RE: Increased PGA requirements for SORTs in 19c?

From: "Mark W. Farnham" <mwf@xxxxxxxx>
To: <mwf@xxxxxxxx>, "'Jonathan Lewis'" <jlewisoracle@xxxxxxxxx>
Date: Sat, 5 Dec 2020 13:43:40 -0500

and with no concurrency set for the union all, the union all with max runs in
about the same time for my baby dataset:

13:36:45 SQL> r

  1  select max(a), max(b)

  2     from

  3  (select count(distinct access_order) A, 0 B from test42

  4  union all

  5*  select 0 A, count(distinct action_x2) B from test42)

    MAX(A)     MAX(B)

---------- ----------

   4000000          6

Elapsed: 00:00:03.29

That’s it. I can stop anytime, really. I’m shutting my test database down right
now.

Anyway, usually you don’t get a hangover from my particular addiction.

Back to you, JL.

From: oracle-l-bounce@xxxxxxxxxxxxx [mailto:oracle-l-bounce@xxxxxxxxxxxxx] On ;
Behalf Of Mark W. Farnham
Sent: Saturday, December 05, 2020 1:27 PM
To: mwf@xxxxxxxx; 'Jonathan Lewis'
Cc: 'Tefft, Michael J'; 'ORACLE-L'
Subject: RE: Increased PGA requirements for SORTs in 19c?

so this seems to work syntactically:

13:08:30 SQL> r

  1  with a as (select count(distinct access_order) "d_access_order" from
test42)

  2  ,

  3  b      as (select count(distinct action_x2) "d_action_x2" from test42)

  4* select a.*, b.* from a,b

d_access_order d_action_x2

-------------- -----------

       4000000           6

Elapsed: 00:00:03.35

13:08:35 SQL>

and it seems to be about the sum of the two separate count distincts and about
twice as fast as the simplest writing of count(distinct):

13:13:55 SQL> select count(distinct access_order) from test42;

COUNT(DISTINCTACCESS_ORDER)

---------------------------

                    4000000

Elapsed: 00:00:01.05

13:16:06 SQL> select count(distinct action_x2) from test42;

COUNT(DISTINCTACTION_X2)

------------------------

                       6

Elapsed: 00:00:01.38

13:16:23 SQL> select count(distinct access_order), count(distinct action_x2)
from test42;

COUNT(DISTINCTACCESS_ORDER) COUNT(DISTINCTACTION_X2)

• SET EXERCISE 1
List every elapsed time reported in the mailing list thread on PGA requirements for sorts.
• SET EXERCISE 2
Please write the next part of the mailing list thread on PGA requirements for sorts, starting after its final line.

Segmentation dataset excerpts
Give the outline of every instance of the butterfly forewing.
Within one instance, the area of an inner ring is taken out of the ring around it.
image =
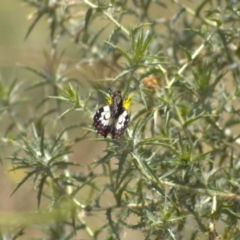
[[[98,134],[104,137],[110,134],[113,139],[117,139],[124,133],[129,116],[123,107],[120,92],[110,92],[110,97],[112,98],[111,104],[97,110],[93,118],[93,125]]]

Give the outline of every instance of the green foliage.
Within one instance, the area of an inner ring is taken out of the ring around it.
[[[23,66],[40,80],[0,83],[2,157],[24,170],[13,198],[33,181],[39,218],[6,222],[1,238],[36,226],[47,239],[240,238],[239,3],[22,2],[35,12],[26,37],[47,16],[51,49],[44,70]],[[75,66],[59,54],[64,38]],[[120,140],[92,127],[109,87],[133,99]],[[23,117],[23,104],[34,114]],[[73,162],[83,140],[97,160]]]

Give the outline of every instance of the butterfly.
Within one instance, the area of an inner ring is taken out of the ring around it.
[[[107,105],[99,108],[93,117],[93,126],[97,133],[112,139],[118,139],[127,128],[129,115],[126,109],[129,108],[131,97],[128,96],[124,101],[120,91],[112,92],[108,90]]]

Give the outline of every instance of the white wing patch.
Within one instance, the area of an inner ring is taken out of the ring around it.
[[[118,139],[124,133],[128,122],[129,116],[126,110],[118,118],[113,118],[108,105],[99,108],[93,117],[93,125],[98,134],[104,137],[110,134],[113,139]]]

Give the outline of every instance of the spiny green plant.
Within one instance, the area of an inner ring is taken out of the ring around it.
[[[47,16],[52,46],[45,71],[25,66],[41,79],[29,91],[47,93],[36,106],[28,102],[36,115],[20,121],[17,81],[0,86],[1,115],[11,120],[2,134],[12,145],[7,159],[12,170],[27,170],[13,193],[29,179],[37,190],[38,220],[30,214],[32,221],[17,224],[37,225],[49,239],[83,232],[123,239],[128,230],[144,239],[238,239],[239,4],[23,2],[35,10],[26,37]],[[153,17],[171,6],[174,14]],[[75,66],[84,81],[58,57],[64,37],[79,49]],[[92,127],[108,87],[132,95],[130,124],[118,141],[95,137]],[[99,141],[104,149],[84,166],[71,157],[86,139],[89,151]]]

• EXERCISE ANSWER 1
00:00:03.29
00:00:03.35
00:00:01.05
00:00:01.38

• EXERCISE ANSWER 2
--------------------------- ------------------------

                    4000000                        6

Elapsed: 00:00:06.87

13:16:57 SQL>

So in this very simple case it seems to be a useful thing to do when required.
I leave site specific details about pga requirements to the reader, because I
really have grown lazy.

I can still probably be bribed out of the woodwork if someone has something
interesting to be done 100% remote.

All the best, I hope the original poster can give this a try in situ. I am
supposing it scales linearly with number of aggregate columns in elapsed time
whereas the union all version might allow each component of the union all with
max version to run in parallel if on a version where you can run union all
components concurrently, but that would not be the lowest memory high water
mark for the query, right?

Anyway, good luck.

mwf

From: oracle-l-bounce@xxxxxxxxxxxxx [mailto:oracle-l-bounce@xxxxxxxxxxxxx] On ;
Behalf Of Mark W. Farnham
Sent: Saturday, December 05, 2020 9:24 AM
To: 'Jonathan Lewis'
Cc: 'Tefft, Michael J'; 'ORACLE-L'
Subject: RE: Increased PGA requirements for SORTs in 19c?

(ergo my preemptive alibi. I make mistakes all the time, so it is less
embarrassing for me than you. (wink. and make sure you work that out as a
compliment since I realized as typing it someone could possibly interpret it
differently.)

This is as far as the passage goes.